===== DATOS PROPORCIONADOS

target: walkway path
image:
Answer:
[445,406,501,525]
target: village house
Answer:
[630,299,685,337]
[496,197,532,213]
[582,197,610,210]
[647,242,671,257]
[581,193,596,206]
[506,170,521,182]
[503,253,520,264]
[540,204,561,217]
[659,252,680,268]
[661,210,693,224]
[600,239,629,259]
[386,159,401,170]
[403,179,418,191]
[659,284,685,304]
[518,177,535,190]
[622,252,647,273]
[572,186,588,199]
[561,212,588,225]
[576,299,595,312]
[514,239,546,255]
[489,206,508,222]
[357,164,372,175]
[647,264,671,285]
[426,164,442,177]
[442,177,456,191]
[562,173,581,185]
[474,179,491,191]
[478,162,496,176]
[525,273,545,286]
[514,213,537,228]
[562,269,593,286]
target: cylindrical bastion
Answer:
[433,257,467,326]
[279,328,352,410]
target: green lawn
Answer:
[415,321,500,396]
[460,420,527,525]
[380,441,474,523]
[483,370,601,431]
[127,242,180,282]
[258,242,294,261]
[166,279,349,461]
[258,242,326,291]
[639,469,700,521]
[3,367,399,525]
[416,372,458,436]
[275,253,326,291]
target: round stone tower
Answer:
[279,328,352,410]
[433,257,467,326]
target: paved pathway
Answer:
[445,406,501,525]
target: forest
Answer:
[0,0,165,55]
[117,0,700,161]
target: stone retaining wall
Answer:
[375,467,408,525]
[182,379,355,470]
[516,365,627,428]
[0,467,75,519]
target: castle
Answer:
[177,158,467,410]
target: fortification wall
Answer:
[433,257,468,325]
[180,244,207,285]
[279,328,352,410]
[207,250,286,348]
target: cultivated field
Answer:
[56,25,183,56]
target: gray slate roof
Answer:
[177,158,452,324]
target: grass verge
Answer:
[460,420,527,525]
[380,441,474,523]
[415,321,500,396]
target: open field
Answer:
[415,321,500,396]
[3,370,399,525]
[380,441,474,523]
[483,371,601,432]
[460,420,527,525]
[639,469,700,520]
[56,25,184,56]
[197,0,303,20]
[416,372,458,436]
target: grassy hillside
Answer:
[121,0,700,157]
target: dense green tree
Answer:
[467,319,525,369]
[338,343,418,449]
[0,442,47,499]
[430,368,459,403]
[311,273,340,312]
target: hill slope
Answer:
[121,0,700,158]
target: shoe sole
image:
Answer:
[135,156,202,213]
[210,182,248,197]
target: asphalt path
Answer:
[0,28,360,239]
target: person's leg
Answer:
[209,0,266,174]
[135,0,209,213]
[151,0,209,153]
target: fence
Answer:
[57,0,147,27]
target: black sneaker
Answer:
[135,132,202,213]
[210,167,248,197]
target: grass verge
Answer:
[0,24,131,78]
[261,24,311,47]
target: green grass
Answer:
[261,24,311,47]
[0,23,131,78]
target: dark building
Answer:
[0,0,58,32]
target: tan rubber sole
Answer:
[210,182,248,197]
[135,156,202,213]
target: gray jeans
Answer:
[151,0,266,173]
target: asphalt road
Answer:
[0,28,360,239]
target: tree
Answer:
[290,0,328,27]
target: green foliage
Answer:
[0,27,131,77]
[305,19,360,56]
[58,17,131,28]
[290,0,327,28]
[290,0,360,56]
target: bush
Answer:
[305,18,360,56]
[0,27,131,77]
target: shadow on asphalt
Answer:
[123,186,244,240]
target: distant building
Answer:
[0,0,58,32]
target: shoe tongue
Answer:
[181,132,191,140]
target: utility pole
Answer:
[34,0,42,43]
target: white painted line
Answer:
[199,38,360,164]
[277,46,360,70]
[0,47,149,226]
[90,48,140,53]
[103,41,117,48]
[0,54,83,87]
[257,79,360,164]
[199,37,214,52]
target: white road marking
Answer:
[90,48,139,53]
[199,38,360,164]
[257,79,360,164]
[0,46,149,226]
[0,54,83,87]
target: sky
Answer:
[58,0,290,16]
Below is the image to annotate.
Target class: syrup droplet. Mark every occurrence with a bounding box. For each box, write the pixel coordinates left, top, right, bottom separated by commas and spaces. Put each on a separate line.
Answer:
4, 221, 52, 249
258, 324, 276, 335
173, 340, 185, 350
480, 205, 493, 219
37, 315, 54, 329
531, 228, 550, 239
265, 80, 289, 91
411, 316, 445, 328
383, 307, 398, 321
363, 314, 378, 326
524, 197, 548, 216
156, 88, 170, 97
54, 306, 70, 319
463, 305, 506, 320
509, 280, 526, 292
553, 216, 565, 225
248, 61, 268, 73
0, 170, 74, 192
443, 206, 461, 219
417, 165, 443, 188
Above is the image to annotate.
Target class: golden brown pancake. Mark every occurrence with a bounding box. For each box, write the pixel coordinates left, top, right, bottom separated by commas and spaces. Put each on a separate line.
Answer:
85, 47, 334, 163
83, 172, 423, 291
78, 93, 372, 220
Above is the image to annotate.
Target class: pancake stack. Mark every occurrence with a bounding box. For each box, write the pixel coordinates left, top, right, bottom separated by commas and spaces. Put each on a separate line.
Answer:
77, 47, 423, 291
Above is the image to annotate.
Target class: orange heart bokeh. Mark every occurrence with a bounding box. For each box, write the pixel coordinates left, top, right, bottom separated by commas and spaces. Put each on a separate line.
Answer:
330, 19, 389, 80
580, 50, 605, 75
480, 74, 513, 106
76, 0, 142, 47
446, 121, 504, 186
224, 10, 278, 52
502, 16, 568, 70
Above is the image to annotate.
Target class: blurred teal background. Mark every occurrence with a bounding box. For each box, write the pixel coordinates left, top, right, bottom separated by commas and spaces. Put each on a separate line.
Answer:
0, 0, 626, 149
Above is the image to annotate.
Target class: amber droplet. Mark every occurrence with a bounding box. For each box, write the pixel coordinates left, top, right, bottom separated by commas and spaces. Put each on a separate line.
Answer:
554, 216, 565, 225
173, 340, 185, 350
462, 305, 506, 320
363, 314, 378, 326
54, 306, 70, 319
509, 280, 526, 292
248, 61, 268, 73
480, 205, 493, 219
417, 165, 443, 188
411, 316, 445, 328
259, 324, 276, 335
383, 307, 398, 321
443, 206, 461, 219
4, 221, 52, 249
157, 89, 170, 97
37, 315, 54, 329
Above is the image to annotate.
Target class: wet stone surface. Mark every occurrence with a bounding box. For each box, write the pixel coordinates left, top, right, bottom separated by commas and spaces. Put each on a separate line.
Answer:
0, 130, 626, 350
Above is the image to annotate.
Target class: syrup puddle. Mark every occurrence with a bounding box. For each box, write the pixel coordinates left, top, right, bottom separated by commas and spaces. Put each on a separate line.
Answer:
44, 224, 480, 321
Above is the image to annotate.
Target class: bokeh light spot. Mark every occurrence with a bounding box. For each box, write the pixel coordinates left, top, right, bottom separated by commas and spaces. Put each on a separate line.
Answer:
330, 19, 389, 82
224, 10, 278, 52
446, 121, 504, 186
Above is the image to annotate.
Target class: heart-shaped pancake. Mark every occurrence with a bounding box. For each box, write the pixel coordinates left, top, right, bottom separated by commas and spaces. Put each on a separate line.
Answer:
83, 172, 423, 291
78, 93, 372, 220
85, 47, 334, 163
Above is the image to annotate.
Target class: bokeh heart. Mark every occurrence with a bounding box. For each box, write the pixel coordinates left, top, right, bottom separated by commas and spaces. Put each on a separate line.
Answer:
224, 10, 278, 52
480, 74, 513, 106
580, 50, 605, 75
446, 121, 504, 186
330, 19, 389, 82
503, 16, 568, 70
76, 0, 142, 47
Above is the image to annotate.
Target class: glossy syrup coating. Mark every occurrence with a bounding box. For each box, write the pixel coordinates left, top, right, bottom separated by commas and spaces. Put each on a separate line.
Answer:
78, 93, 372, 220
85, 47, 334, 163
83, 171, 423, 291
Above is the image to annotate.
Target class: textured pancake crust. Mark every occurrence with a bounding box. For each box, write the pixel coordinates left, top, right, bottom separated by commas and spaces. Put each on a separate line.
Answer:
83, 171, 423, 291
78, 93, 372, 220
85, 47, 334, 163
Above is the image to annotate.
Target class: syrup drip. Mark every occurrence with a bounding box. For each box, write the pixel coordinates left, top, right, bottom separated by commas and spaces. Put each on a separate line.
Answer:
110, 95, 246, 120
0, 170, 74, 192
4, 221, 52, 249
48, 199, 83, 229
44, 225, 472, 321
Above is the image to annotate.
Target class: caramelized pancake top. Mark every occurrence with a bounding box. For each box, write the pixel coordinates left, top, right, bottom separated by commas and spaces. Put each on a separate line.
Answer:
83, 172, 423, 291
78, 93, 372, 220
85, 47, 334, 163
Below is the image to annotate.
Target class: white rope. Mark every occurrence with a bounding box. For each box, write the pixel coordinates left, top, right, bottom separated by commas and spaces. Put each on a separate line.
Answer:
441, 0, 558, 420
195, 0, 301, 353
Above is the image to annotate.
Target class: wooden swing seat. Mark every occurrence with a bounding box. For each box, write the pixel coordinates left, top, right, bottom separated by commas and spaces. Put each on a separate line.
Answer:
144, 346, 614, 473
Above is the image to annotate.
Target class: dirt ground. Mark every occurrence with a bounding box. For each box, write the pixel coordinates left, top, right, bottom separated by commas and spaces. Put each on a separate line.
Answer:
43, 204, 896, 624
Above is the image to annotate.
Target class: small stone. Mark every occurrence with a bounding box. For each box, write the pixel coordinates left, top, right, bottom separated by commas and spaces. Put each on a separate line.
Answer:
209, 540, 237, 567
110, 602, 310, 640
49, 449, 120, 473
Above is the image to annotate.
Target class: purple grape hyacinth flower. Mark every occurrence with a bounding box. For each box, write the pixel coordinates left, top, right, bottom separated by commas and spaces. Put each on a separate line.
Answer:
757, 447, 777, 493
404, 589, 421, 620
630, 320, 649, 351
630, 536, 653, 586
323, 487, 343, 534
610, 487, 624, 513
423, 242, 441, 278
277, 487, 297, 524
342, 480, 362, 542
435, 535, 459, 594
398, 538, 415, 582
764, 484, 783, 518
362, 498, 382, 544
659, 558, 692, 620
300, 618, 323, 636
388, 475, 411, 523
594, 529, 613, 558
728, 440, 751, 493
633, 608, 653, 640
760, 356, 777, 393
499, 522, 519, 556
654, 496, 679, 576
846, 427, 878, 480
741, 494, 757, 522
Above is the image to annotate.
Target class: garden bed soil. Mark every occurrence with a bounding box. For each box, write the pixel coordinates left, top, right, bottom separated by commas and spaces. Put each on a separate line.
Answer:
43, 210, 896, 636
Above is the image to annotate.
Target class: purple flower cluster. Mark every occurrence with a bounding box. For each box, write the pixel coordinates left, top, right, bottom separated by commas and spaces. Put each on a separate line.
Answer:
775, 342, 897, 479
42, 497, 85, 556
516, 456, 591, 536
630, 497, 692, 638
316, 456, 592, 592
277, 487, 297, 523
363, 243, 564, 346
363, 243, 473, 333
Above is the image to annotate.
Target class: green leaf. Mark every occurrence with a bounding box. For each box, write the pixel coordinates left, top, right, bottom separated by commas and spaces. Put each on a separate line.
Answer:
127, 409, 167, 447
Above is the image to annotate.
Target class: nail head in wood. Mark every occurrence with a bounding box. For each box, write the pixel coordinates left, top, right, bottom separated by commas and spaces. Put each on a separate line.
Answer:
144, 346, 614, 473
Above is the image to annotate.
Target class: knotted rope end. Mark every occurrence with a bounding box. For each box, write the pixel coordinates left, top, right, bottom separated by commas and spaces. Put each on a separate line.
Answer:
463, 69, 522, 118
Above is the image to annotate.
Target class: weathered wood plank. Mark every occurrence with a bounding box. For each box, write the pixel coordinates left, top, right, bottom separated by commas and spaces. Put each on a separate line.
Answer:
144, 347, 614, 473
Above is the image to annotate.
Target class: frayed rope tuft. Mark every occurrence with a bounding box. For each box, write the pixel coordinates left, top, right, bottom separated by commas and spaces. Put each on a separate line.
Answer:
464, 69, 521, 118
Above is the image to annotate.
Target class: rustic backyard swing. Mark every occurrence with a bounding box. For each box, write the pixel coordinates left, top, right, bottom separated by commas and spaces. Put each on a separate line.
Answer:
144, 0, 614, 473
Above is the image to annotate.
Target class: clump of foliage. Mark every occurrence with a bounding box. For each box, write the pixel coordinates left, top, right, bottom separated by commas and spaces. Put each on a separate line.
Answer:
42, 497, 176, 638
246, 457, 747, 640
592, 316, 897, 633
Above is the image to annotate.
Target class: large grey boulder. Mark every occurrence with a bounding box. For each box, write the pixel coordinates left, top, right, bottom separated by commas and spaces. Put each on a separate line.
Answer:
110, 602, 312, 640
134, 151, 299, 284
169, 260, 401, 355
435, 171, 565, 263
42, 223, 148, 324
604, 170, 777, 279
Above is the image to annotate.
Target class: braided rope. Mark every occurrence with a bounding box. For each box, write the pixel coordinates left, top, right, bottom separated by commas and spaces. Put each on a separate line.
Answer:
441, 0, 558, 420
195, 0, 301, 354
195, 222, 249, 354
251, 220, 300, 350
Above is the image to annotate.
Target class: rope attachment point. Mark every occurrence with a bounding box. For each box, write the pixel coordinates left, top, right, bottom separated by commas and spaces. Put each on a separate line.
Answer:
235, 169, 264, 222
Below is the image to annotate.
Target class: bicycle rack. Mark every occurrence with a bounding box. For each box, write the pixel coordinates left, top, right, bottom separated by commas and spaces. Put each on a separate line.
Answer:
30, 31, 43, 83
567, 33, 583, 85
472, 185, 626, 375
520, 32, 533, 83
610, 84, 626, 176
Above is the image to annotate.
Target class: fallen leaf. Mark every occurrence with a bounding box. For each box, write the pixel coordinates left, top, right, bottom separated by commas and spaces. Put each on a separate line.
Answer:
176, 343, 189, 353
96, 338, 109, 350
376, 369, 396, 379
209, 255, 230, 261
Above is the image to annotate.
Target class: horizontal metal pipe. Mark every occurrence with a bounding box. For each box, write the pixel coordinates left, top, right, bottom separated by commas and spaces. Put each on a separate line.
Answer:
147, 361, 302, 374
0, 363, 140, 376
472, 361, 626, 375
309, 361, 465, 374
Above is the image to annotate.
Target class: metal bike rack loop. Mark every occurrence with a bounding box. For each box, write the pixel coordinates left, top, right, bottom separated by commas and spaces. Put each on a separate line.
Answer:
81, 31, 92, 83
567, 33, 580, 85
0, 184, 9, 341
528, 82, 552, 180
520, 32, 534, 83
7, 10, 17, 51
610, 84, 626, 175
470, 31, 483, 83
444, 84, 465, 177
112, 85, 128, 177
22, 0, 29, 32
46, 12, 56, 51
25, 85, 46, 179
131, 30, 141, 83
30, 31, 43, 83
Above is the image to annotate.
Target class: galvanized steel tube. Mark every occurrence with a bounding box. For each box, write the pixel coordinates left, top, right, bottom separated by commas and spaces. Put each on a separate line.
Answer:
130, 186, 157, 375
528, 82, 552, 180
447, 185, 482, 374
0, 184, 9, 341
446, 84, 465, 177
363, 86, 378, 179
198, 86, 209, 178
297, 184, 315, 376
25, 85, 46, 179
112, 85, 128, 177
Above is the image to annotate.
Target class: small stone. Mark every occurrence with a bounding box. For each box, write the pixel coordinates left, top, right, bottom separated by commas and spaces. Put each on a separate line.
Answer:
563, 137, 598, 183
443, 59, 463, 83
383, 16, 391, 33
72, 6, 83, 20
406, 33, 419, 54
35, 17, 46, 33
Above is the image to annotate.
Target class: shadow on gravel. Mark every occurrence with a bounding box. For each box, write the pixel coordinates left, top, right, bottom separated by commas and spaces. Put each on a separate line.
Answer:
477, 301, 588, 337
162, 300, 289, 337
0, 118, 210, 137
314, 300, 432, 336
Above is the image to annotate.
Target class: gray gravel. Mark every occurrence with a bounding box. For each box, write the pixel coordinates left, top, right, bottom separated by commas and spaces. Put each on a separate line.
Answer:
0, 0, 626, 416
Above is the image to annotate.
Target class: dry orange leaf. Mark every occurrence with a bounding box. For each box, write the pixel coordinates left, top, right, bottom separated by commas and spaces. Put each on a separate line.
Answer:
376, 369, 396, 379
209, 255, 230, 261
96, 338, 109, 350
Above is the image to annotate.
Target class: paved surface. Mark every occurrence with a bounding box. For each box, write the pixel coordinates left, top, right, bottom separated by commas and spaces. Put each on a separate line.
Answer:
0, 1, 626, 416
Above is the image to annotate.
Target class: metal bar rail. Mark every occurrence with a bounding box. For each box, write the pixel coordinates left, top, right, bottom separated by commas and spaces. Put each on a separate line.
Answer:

==========

> POR HACER:
Cambia "bush" por "shrub" en todo lo que va desde la línea que contiene "target: tree" hasta la que contiene "[123,186,244,240]", ambas incluidas. Reproduce únicamente esas líneas, sin ningún otro cambio.

> RESULTADO:
target: tree
Answer:
[290,0,328,27]
target: green foliage
Answer:
[0,27,131,77]
[305,19,360,56]
[58,17,131,28]
[290,0,327,28]
[290,0,360,56]
target: shrub
Answer:
[305,18,360,56]
[0,27,131,77]
target: shadow on asphalt
Answer:
[123,186,244,240]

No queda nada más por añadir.